• TO DO
Would you return the entries below exactly from the line containing "Indicate every instance of the white" onward, ending with the final line and including it, and nothing else?

• • • • •

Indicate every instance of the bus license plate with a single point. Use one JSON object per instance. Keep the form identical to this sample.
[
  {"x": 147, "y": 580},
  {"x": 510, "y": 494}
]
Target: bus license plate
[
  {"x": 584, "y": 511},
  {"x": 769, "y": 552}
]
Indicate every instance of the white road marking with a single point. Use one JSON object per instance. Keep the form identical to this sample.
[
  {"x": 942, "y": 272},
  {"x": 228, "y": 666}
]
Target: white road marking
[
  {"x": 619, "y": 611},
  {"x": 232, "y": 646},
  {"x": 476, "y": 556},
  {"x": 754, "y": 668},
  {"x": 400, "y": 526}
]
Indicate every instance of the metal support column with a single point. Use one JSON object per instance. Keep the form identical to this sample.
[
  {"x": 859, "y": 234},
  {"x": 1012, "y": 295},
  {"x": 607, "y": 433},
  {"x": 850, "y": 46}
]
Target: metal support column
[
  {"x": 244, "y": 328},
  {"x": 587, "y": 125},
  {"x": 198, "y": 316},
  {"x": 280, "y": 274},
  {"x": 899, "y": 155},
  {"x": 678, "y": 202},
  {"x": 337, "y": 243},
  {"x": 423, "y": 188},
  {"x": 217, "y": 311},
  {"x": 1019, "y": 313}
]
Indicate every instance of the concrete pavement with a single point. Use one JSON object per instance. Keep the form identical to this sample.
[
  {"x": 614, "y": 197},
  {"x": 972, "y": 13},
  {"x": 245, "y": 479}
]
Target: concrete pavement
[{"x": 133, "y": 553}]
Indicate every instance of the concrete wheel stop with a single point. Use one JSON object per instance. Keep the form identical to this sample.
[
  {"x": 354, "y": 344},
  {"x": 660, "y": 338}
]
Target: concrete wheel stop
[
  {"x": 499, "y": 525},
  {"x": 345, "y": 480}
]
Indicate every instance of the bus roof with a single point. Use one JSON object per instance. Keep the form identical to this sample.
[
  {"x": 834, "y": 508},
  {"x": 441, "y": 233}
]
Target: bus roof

• • • • •

• TASK OUTPUT
Indicate every instance of the white road marking with a single point. Use one JSON object per instance. Keep the form identical to this sample.
[
  {"x": 942, "y": 272},
  {"x": 228, "y": 666}
]
Target: white road marking
[
  {"x": 619, "y": 611},
  {"x": 232, "y": 646},
  {"x": 476, "y": 556},
  {"x": 754, "y": 668},
  {"x": 400, "y": 526}
]
Indicate every instance of the metal support column with a single point. Use one JSON object per instance. Keep the form identical to this sample.
[
  {"x": 859, "y": 234},
  {"x": 1012, "y": 295},
  {"x": 607, "y": 433},
  {"x": 850, "y": 46}
]
Target: metal support column
[
  {"x": 244, "y": 328},
  {"x": 587, "y": 125},
  {"x": 198, "y": 316},
  {"x": 280, "y": 274},
  {"x": 899, "y": 155},
  {"x": 678, "y": 202},
  {"x": 337, "y": 243},
  {"x": 423, "y": 188},
  {"x": 217, "y": 311},
  {"x": 1019, "y": 313}
]
Indicate every instance of the concrete pavement with a single point. Use one JSON object per instance. Keep the form identical to this sample.
[
  {"x": 614, "y": 197},
  {"x": 972, "y": 13},
  {"x": 245, "y": 479}
]
Target: concrete pavement
[{"x": 133, "y": 553}]
Indicate every instance of the concrete wheel stop with a single point. Use one JSON object per instance. Keep the form identical to this sample.
[
  {"x": 354, "y": 344},
  {"x": 660, "y": 338}
]
Target: concrete wheel stop
[
  {"x": 499, "y": 525},
  {"x": 345, "y": 480}
]
Indicate every instance of the bus roof with a single point. Use one JSON object per instance. Keep the form identical to this sample.
[
  {"x": 834, "y": 508},
  {"x": 441, "y": 233}
]
Target: bus roof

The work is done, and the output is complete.